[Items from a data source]
■ ■ ■ ■ ■
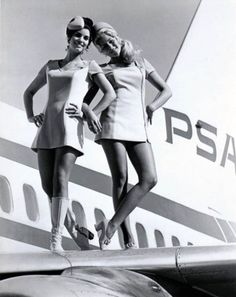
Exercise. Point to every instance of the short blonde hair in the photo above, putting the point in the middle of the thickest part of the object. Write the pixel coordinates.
(128, 53)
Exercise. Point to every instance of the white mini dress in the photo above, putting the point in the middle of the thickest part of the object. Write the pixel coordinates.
(64, 87)
(126, 119)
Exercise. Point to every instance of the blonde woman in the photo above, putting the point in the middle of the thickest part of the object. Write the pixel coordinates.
(124, 127)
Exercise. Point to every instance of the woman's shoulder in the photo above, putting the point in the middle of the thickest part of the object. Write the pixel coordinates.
(51, 64)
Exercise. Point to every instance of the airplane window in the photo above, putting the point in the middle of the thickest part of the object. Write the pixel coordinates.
(160, 242)
(142, 236)
(31, 203)
(233, 225)
(175, 241)
(6, 200)
(99, 215)
(79, 214)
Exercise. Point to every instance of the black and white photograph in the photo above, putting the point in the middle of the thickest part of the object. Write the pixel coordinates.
(117, 148)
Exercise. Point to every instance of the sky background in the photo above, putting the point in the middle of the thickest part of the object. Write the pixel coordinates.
(32, 32)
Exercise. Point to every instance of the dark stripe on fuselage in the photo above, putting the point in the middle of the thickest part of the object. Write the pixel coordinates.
(102, 183)
(34, 236)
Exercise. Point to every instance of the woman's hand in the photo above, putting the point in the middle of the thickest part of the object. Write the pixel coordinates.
(150, 112)
(37, 120)
(74, 111)
(93, 122)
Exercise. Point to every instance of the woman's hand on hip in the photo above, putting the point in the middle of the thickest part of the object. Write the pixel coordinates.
(94, 124)
(149, 111)
(37, 120)
(74, 111)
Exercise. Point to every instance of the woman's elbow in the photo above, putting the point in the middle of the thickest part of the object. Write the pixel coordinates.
(168, 91)
(112, 94)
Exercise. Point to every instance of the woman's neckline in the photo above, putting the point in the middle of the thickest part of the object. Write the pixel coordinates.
(71, 65)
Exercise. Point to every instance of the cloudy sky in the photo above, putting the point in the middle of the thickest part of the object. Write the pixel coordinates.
(32, 32)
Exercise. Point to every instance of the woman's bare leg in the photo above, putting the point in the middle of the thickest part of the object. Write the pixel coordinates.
(141, 156)
(117, 159)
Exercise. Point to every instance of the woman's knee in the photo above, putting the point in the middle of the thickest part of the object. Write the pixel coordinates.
(149, 181)
(120, 179)
(48, 188)
(60, 184)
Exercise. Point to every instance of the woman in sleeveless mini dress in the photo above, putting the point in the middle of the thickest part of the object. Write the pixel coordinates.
(59, 140)
(124, 127)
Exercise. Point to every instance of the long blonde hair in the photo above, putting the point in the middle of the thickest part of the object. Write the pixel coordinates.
(128, 53)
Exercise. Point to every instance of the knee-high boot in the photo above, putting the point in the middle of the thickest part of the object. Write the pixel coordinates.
(58, 213)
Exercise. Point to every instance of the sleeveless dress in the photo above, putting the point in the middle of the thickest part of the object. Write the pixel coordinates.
(125, 119)
(64, 87)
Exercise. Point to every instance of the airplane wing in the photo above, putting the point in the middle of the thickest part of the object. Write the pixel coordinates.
(178, 271)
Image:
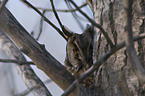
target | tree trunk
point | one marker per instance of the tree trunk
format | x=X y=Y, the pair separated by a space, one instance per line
x=116 y=76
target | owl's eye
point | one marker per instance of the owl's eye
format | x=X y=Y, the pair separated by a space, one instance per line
x=75 y=50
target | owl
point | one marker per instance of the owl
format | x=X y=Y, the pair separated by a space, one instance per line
x=79 y=51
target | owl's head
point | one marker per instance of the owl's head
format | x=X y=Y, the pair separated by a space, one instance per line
x=79 y=49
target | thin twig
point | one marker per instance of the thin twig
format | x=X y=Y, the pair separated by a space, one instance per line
x=95 y=24
x=16 y=61
x=63 y=10
x=41 y=25
x=2 y=4
x=45 y=19
x=133 y=58
x=27 y=91
x=98 y=63
x=55 y=13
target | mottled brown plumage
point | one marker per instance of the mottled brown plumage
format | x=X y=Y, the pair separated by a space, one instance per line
x=79 y=51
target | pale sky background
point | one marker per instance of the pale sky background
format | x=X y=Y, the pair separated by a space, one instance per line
x=54 y=43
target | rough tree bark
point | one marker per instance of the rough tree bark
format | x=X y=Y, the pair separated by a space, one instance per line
x=117 y=75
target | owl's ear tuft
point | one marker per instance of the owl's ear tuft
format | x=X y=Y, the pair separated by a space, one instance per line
x=67 y=33
x=89 y=32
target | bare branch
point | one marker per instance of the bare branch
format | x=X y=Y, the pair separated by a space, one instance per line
x=41 y=25
x=133 y=58
x=16 y=61
x=25 y=71
x=45 y=19
x=99 y=63
x=56 y=15
x=26 y=92
x=63 y=10
x=2 y=4
x=95 y=24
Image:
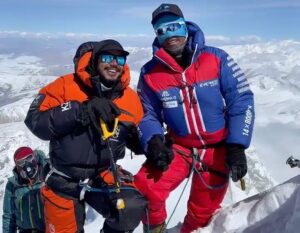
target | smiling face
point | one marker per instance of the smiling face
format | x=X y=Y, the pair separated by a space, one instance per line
x=174 y=44
x=110 y=70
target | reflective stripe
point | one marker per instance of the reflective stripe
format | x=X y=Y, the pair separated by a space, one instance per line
x=54 y=170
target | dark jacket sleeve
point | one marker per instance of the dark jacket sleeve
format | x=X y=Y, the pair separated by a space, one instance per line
x=133 y=142
x=8 y=217
x=54 y=122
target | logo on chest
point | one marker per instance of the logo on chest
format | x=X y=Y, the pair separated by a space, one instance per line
x=168 y=100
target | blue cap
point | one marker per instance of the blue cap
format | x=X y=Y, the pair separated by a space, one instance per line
x=167 y=19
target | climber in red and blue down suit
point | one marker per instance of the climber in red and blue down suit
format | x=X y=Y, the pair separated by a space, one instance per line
x=203 y=98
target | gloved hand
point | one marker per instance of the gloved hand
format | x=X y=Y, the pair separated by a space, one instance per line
x=236 y=161
x=98 y=108
x=159 y=154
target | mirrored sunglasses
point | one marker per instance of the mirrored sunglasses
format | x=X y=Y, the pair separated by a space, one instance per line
x=108 y=58
x=172 y=27
x=29 y=159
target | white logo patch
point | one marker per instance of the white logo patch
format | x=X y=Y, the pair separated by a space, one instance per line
x=170 y=104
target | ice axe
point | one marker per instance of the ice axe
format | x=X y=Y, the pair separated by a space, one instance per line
x=106 y=134
x=243 y=184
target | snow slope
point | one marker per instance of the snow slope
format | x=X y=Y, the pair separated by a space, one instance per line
x=276 y=210
x=273 y=70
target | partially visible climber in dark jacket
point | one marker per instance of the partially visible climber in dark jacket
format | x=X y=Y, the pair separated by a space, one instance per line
x=22 y=207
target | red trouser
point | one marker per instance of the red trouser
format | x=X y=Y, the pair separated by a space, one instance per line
x=156 y=187
x=62 y=215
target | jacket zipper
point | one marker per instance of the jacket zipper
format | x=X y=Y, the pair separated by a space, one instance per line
x=38 y=204
x=191 y=107
x=21 y=208
x=29 y=210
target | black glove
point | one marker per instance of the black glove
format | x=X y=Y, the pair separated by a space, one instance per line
■ ■ ■ ■ ■
## THE TASK
Lay out every line of the entries above as a JSON list of strings, one string per line, with blank lines left out. Leave the pictures out of the list.

## FULL OUTPUT
[
  "Exercise. Point to every instance of the short blonde hair in the photo above, putting the point in the middle of the thickest part of the object. Write the pixel coordinates.",
  "(128, 53)",
  "Exercise. Point to every instance of the white mini dress in the photo above, putting the point in the middle of the thickest part of the object. Write the pixel coordinates.",
  "(64, 87)",
  "(126, 119)",
  "Exercise. Point to every instance of the blonde woman in the photo above, putting the point in the middle of the thickest part of the object. Write the pixel coordinates.",
  "(124, 127)",
  "Exercise. Point to every instance of the woman's shoulder in the photo above, putting the point in the middle of the thickest part of the object. Write the pixel coordinates.",
  "(51, 64)",
  "Exercise. Point to every instance of the airplane window in the photo above, putting the point in the middle of the thickest part of the object. Write the pixel coordinates.",
  "(160, 242)",
  "(142, 236)",
  "(31, 203)",
  "(233, 225)",
  "(175, 241)",
  "(6, 200)",
  "(99, 215)",
  "(79, 214)",
  "Exercise. Point to every instance of the black and white photograph in the photo above, putting the point in the middle of the thickest part of the object. Write the pixel coordinates.",
  "(117, 148)",
  "Exercise. Point to every instance of the sky background in the photo above, putting the point in the middle of the thickest part of the object. Write the pixel coordinates.",
  "(32, 32)",
  "Exercise. Point to every instance of the dark stripe on fuselage in the photo above, putting the point in the middle of the thickest part of the object. Write the pixel coordinates.",
  "(102, 183)",
  "(34, 236)",
  "Exercise. Point to every instance of the woman's hand in the photo above, putting the point in the middle of the thickest part of the object. Write the pixel coordinates.",
  "(150, 112)",
  "(37, 120)",
  "(74, 111)",
  "(93, 122)",
  "Exercise. Point to every instance of the woman's hand on hip in the photo above, putting the point in the middle of the thickest part of the object. Write the pixel coordinates.",
  "(94, 124)",
  "(149, 111)",
  "(37, 120)",
  "(74, 111)",
  "Exercise. Point to every instance of the woman's elbow in the photo above, putting the point in the middle of the thickest part of the object. Write the pixel coordinates.",
  "(168, 91)",
  "(112, 94)",
  "Exercise. Point to every instance of the woman's neckline in the photo above, putting the point in the middle of the thickest part of the object. Write the pixel coordinates.",
  "(71, 65)",
  "Exercise. Point to every instance of the cloudy sky in the photo above, putting the point in the middle of the thickest part of the object. Write the pixel coordinates.",
  "(32, 32)",
  "Exercise. Point to every instance of the woman's bare leg in the photo above, putting the point in the middle of the thickest part of the object. Write the pixel coordinates.",
  "(141, 156)",
  "(117, 159)",
  "Exercise. Point to every instance of the woman's knee in the photo above, putting the point in the middle of the thickest part of the object. Write the pixel coordinates.",
  "(149, 181)",
  "(120, 179)",
  "(48, 188)",
  "(60, 184)",
  "Exercise. Point to every instance of the woman in sleeveless mini dress in the photo above, putting the point in the middle of the thickest part of the object. Write the pixel coordinates.",
  "(59, 140)",
  "(124, 127)",
  "Exercise. Point to every instance of the long blonde hair in the photo above, putting the point in the middle of the thickest part of the object. Write the pixel coordinates.",
  "(128, 53)",
  "Exercise. Point to every instance of the knee-high boot in the photo above, putting the point in the middle of the thickest part of the object. Write the pixel coordinates.",
  "(58, 213)",
  "Exercise. Point to every instance of the sleeveless dress in the photo above, putting the point in the middle of the thickest part of the object. Write the pixel coordinates.",
  "(125, 119)",
  "(64, 87)",
  "Exercise. Point to every instance of the airplane wing in the photo above, putting the point in the middle of the thickest part of the object. Write the pixel coordinates.",
  "(178, 271)",
  "Image:",
  "target | tree trunk",
  "point | one marker per instance of the tree trunk",
  "format | x=X y=Y, the pair separated by a space, one instance per line",
  "x=116 y=76",
  "target | owl's eye",
  "point | one marker per instance of the owl's eye",
  "format | x=X y=Y, the pair separated by a space, one instance per line",
  "x=75 y=50",
  "target | owl",
  "point | one marker per instance of the owl",
  "format | x=X y=Y, the pair separated by a space, one instance per line",
  "x=79 y=51",
  "target | owl's head",
  "point | one marker per instance of the owl's head",
  "format | x=X y=Y, the pair separated by a space, one instance per line",
  "x=79 y=49",
  "target | thin twig",
  "point | one marker per instance of the thin twig",
  "format | x=X y=Y, the pair separated by a space, one instance per line",
  "x=95 y=24",
  "x=16 y=61",
  "x=63 y=10",
  "x=41 y=25",
  "x=2 y=4",
  "x=45 y=19",
  "x=133 y=58",
  "x=27 y=91",
  "x=98 y=63",
  "x=55 y=13",
  "target | mottled brown plumage",
  "point | one marker per instance of the mottled brown plumage",
  "format | x=X y=Y, the pair separated by a space, one instance per line",
  "x=79 y=51",
  "target | pale sky background",
  "point | one marker per instance of the pale sky background",
  "format | x=X y=Y, the pair separated by a space, one instance per line",
  "x=54 y=43",
  "target | rough tree bark",
  "point | one marker per instance of the rough tree bark",
  "format | x=X y=Y, the pair separated by a space, one instance per line",
  "x=117 y=75",
  "target | owl's ear tuft",
  "point | one marker per instance of the owl's ear tuft",
  "format | x=X y=Y, the pair separated by a space, one instance per line",
  "x=67 y=33",
  "x=89 y=32",
  "target | bare branch",
  "point | one marker per instance of the bare branch",
  "format | x=X y=Y, the pair separated by a space, one instance per line",
  "x=41 y=25",
  "x=133 y=58",
  "x=16 y=61",
  "x=25 y=71",
  "x=45 y=19",
  "x=99 y=63",
  "x=56 y=15",
  "x=26 y=92",
  "x=63 y=10",
  "x=2 y=4",
  "x=95 y=24",
  "Image:",
  "target | smiling face",
  "point | one marker per instance of the smiling face",
  "format | x=X y=Y, the pair separated by a space, one instance per line",
  "x=174 y=44",
  "x=110 y=70",
  "target | reflective stripe",
  "point | one marker per instance of the reflective stripe",
  "format | x=X y=Y, the pair separated by a space, one instance per line",
  "x=54 y=170",
  "target | dark jacket sleeve",
  "point | one marker per instance of the dark jacket sleeve",
  "format | x=X y=Y, the pair separated by a space, one instance per line",
  "x=133 y=142",
  "x=8 y=217",
  "x=54 y=122",
  "target | logo on chest",
  "point | one marker per instance of the logo on chest",
  "format | x=X y=Y, the pair separated by a space, one instance per line",
  "x=168 y=100",
  "target | blue cap",
  "point | one marker per instance of the blue cap",
  "format | x=X y=Y, the pair separated by a space, one instance per line",
  "x=167 y=19",
  "target | climber in red and blue down suit",
  "point | one marker per instance of the climber in red and blue down suit",
  "format | x=X y=Y, the pair separated by a space, one instance per line",
  "x=203 y=98",
  "target | gloved hand",
  "point | one marker per instance of the gloved hand",
  "format | x=X y=Y, the pair separated by a space, one instance per line",
  "x=236 y=161",
  "x=98 y=108",
  "x=159 y=154",
  "target | mirrored sunglasses",
  "point | one marker per instance of the mirrored sunglasses",
  "format | x=X y=Y, the pair separated by a space, one instance per line",
  "x=108 y=58",
  "x=172 y=27",
  "x=29 y=159",
  "target | white logo patch",
  "point | one marker per instance of the white logo patch",
  "format | x=X y=Y, the pair separated by a space, one instance per line",
  "x=170 y=104",
  "target | ice axe",
  "point | one marker per instance of the ice axe",
  "format | x=X y=Y, the pair separated by a space, one instance per line",
  "x=106 y=134",
  "x=243 y=184",
  "target | snow slope",
  "point | one marker per instance of the snow slope",
  "format | x=X y=Y, the pair separated by a space, one instance per line",
  "x=276 y=210",
  "x=273 y=70",
  "target | partially visible climber in dark jacket",
  "point | one marker per instance of the partially visible climber in dark jacket",
  "format | x=X y=Y, the pair separated by a space, one instance per line",
  "x=22 y=207",
  "target | red trouser",
  "point | one marker per instance of the red trouser",
  "format | x=X y=Y, the pair separated by a space, one instance per line",
  "x=156 y=187",
  "x=62 y=215",
  "target | jacket zipper",
  "point | one marker per instance of the jacket zipper",
  "format | x=X y=Y, the pair separated by a space, one instance per line",
  "x=38 y=204",
  "x=191 y=107",
  "x=21 y=208",
  "x=29 y=210",
  "target | black glove",
  "point | one marker per instance of the black glove",
  "format | x=X y=Y, the pair separated by a space, one instance per line"
]